PROVIDED DATA:
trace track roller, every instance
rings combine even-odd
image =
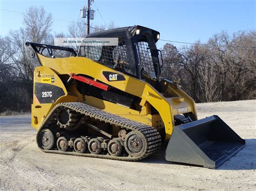
[[[146,150],[146,140],[145,137],[138,132],[131,131],[125,137],[124,147],[131,156],[139,156]]]
[[[69,148],[68,140],[65,137],[60,137],[57,140],[57,147],[59,151],[66,151]]]
[[[102,138],[91,139],[88,144],[88,148],[91,153],[98,154],[102,151],[102,143],[103,142]]]
[[[85,152],[88,147],[88,140],[85,140],[83,138],[78,138],[75,140],[73,146],[75,151],[79,153],[83,153]]]
[[[107,151],[112,156],[120,156],[122,154],[124,143],[120,139],[111,140],[107,144]]]
[[[49,129],[44,129],[41,131],[38,139],[38,143],[41,144],[40,146],[46,150],[50,150],[55,145],[55,137]]]

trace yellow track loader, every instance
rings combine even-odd
[[[46,153],[136,161],[167,143],[167,161],[215,168],[245,144],[217,116],[198,120],[195,103],[168,79],[156,43],[133,26],[91,34],[116,46],[78,51],[27,42],[35,68],[32,126]],[[60,52],[68,53],[65,58]],[[63,54],[62,54],[63,55]]]

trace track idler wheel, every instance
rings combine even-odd
[[[83,153],[85,152],[88,147],[88,140],[86,140],[83,138],[78,138],[75,140],[73,145],[75,151]]]
[[[127,152],[132,157],[143,155],[146,151],[145,138],[136,132],[130,132],[127,134],[124,140],[124,147]]]
[[[102,151],[102,143],[103,139],[100,138],[96,138],[91,139],[88,144],[88,148],[92,154],[98,154]]]
[[[68,140],[65,137],[60,137],[57,140],[57,147],[59,151],[66,151],[69,148]]]
[[[68,130],[76,129],[76,124],[78,123],[81,114],[69,109],[60,109],[57,115],[57,124],[60,128]]]
[[[52,148],[55,143],[55,137],[52,132],[49,129],[44,129],[41,131],[39,135],[40,146],[46,150]]]
[[[112,156],[120,156],[122,153],[123,145],[123,142],[121,140],[111,140],[107,144],[107,151]]]

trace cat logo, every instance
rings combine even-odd
[[[109,81],[117,81],[117,74],[110,74],[109,79]]]
[[[104,79],[108,82],[125,80],[125,77],[124,77],[123,75],[115,72],[103,71],[102,74],[103,74]]]

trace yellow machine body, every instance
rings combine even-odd
[[[40,104],[34,97],[31,108],[32,126],[36,129],[40,127],[51,109],[62,102],[83,102],[109,112],[147,124],[157,129],[164,128],[166,139],[170,138],[172,135],[175,115],[191,112],[196,116],[193,99],[180,88],[167,81],[162,82],[160,84],[164,91],[158,92],[147,82],[124,74],[122,74],[125,76],[125,81],[108,81],[102,75],[103,72],[119,72],[86,58],[72,56],[53,59],[45,57],[39,53],[37,54],[42,66],[37,67],[35,69],[34,84],[38,82],[56,86],[63,89],[65,95],[54,103],[45,104]],[[73,86],[69,87],[66,89],[59,76],[62,76],[66,79],[71,73],[86,74],[92,77],[95,81],[103,82],[140,97],[141,110],[133,110],[93,96],[85,96],[83,97]],[[54,82],[50,80],[51,77],[55,79]],[[159,114],[151,115],[150,105],[156,108]]]

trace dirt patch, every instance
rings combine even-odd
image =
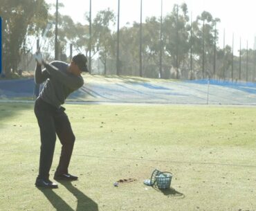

EXERCISE: Rewrite all of the entries above, swapping "trace" for "outline" and leaving everything else unchanged. Omit the pictures from your answer.

RESULT OF THIS EXERCISE:
outline track roller, every instance
rings combine even-odd
image =
[[[146,150],[146,140],[145,137],[138,132],[131,131],[125,137],[124,147],[131,156],[139,156]]]
[[[69,148],[68,140],[65,137],[60,137],[57,140],[57,147],[59,151],[66,151]]]
[[[102,138],[91,139],[88,144],[88,148],[91,153],[98,154],[102,151],[102,143],[103,142]]]
[[[85,152],[88,147],[88,140],[85,140],[83,138],[78,138],[75,140],[73,146],[75,151],[79,153],[83,153]]]
[[[107,151],[112,156],[120,156],[122,154],[124,143],[120,139],[111,140],[107,144]]]
[[[49,129],[44,129],[41,131],[38,139],[38,143],[41,144],[40,146],[46,150],[50,150],[55,145],[55,137]]]

outline yellow track loader, every instance
rings combine even-odd
[[[46,153],[136,161],[167,143],[167,161],[215,168],[245,144],[217,116],[198,120],[195,103],[168,79],[156,43],[133,26],[91,34],[116,46],[78,51],[27,42],[35,68],[32,126]],[[60,52],[68,53],[65,58]],[[63,54],[62,54],[63,55]]]

outline track idler wheel, every instance
rings combine even-odd
[[[83,153],[85,152],[88,147],[88,140],[86,140],[83,138],[78,138],[75,140],[73,145],[75,151]]]
[[[127,152],[132,157],[143,155],[146,151],[145,138],[136,132],[130,132],[127,134],[124,140],[124,147]]]
[[[102,151],[102,143],[103,139],[100,138],[96,138],[91,139],[88,144],[88,148],[92,154],[98,154]]]
[[[68,140],[65,137],[60,137],[57,140],[57,147],[59,151],[66,151],[69,148]]]
[[[68,130],[76,129],[76,124],[78,123],[81,114],[69,109],[60,109],[57,115],[57,124],[60,128]]]
[[[52,148],[55,143],[55,137],[52,132],[49,129],[44,129],[41,131],[39,135],[40,146],[46,150]]]
[[[112,156],[120,156],[122,153],[123,145],[123,142],[121,140],[111,140],[107,144],[107,151]]]

outline cat logo, every instance
rings combine even-odd
[[[109,81],[117,81],[117,74],[110,74],[109,79]]]
[[[104,79],[108,82],[125,80],[125,77],[124,77],[123,75],[115,72],[103,71],[102,74],[103,74]]]

outline yellow machine body, every instance
rings combine even-odd
[[[40,104],[34,97],[31,108],[32,126],[36,129],[40,127],[51,109],[62,102],[83,102],[109,112],[147,124],[157,129],[164,128],[166,139],[170,138],[172,135],[175,115],[191,112],[196,116],[193,99],[180,88],[167,81],[162,82],[160,84],[164,91],[158,92],[147,82],[124,74],[122,74],[125,76],[125,81],[108,81],[102,75],[103,72],[119,72],[86,58],[72,56],[53,59],[45,57],[39,53],[37,54],[42,66],[37,67],[35,69],[34,84],[38,82],[56,86],[63,89],[65,95],[54,103],[45,104]],[[73,86],[69,87],[66,89],[59,76],[62,76],[66,79],[71,73],[86,74],[92,77],[95,81],[103,82],[140,97],[141,110],[133,110],[93,96],[85,96],[83,97]],[[54,82],[50,80],[51,77],[55,79]],[[159,114],[151,115],[150,105],[156,108]]]

outline dirt patch, every instance
rings combine even-odd
image =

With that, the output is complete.